## Instructions to follow
Please transcribe the data that follows without the pictures, keeping every word the same.
+--
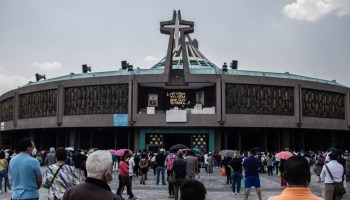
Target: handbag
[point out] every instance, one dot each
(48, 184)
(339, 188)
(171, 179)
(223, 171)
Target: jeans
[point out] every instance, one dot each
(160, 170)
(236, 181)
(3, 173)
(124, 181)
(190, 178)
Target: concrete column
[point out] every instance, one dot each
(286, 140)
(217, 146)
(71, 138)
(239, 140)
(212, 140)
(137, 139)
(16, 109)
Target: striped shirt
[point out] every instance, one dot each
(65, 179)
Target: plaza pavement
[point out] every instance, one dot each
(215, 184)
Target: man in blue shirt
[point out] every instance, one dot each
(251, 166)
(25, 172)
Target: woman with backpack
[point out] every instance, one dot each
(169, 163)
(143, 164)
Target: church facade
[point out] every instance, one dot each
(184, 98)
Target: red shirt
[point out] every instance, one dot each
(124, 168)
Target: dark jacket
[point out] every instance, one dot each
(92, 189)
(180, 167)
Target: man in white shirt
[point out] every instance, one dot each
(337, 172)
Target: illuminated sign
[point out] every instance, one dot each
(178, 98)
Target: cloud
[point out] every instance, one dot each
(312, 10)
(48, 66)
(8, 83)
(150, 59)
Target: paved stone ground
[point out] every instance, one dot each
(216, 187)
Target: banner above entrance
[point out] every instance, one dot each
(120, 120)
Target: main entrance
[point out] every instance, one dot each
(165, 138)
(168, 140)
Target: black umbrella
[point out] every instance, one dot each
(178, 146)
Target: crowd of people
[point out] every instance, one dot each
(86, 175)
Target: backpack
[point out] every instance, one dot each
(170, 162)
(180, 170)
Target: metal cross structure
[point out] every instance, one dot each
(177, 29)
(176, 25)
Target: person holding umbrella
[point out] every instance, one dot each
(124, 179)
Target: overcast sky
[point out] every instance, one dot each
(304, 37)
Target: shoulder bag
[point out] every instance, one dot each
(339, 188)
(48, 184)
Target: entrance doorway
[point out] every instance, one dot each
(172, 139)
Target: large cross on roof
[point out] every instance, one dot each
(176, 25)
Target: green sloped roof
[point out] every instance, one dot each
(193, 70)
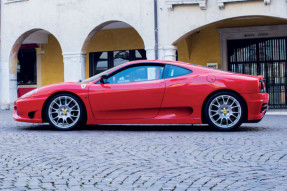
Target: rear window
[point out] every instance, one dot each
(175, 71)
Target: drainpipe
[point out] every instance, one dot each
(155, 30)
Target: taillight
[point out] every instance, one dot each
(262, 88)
+--
## Exercise response
Target: handbag
[point out] every instance, one dot each
(48, 184)
(339, 188)
(171, 179)
(223, 171)
Target: jeans
[point out] every instance, one dot each
(160, 170)
(236, 181)
(3, 173)
(124, 181)
(190, 178)
Target: concrete column
[point out] every instance, one dot each
(286, 140)
(217, 146)
(71, 138)
(239, 140)
(212, 140)
(137, 139)
(16, 109)
Target: striped shirt
[point out] every instance, one dot each
(65, 179)
Target: plaza pavement
[point out] every instance, one dot each
(215, 184)
Target: man in blue shirt
[point out] every instance, one dot each
(251, 166)
(25, 172)
Target: woman with backpack
[point out] every instance, one dot each
(169, 163)
(143, 164)
Target: church facade
[point out] every instance, one dot each
(184, 98)
Target: red shirt
[point out] every instance, one dot each
(124, 168)
Target: dark jacket
[point out] every instance, one dot each
(92, 189)
(180, 167)
Target: man in white shirt
[point out] every instance, one dot each
(337, 172)
Target: illuminated sign
[point out] every instance, one dot each
(178, 98)
Target: cloud
[point out] every instance, one dot each
(312, 10)
(48, 66)
(8, 83)
(150, 59)
Target: paved stone ground
[point out] every instance, one dot each
(216, 187)
Target: banner above entrance
[point out] every instance, one dot each
(120, 120)
Target: main entrance
[point out] every instance, one dot each
(165, 138)
(168, 140)
Target: black umbrella
[point out] every instance, one dot each
(178, 146)
Target: crowd of people
[point out] every instance, one dot each
(86, 175)
Target: backpack
[point out] every instance, one dot each
(170, 162)
(180, 170)
Target: metal cross structure
[point out] every instance, one dot each
(177, 29)
(176, 25)
Target: person holding umbrella
[point out] every instance, one dot each
(124, 179)
Target: overcast sky
[point out] every instance, one dot each
(304, 37)
Target: shoulder bag
[point out] every instance, one dot each
(339, 188)
(48, 184)
Target: entrance doorway
[point out] every instance, one dot each
(172, 139)
Target: large cross on roof
[point out] every instance, one dot each
(176, 25)
Target: green sloped roof
[point out] every instance, one dot each
(193, 70)
Target: rear window
[point out] every instance, one dot each
(175, 71)
Target: drainpipe
[point out] every instance, one dot each
(155, 30)
Target: taillight
[point out] every instance, one dot each
(262, 88)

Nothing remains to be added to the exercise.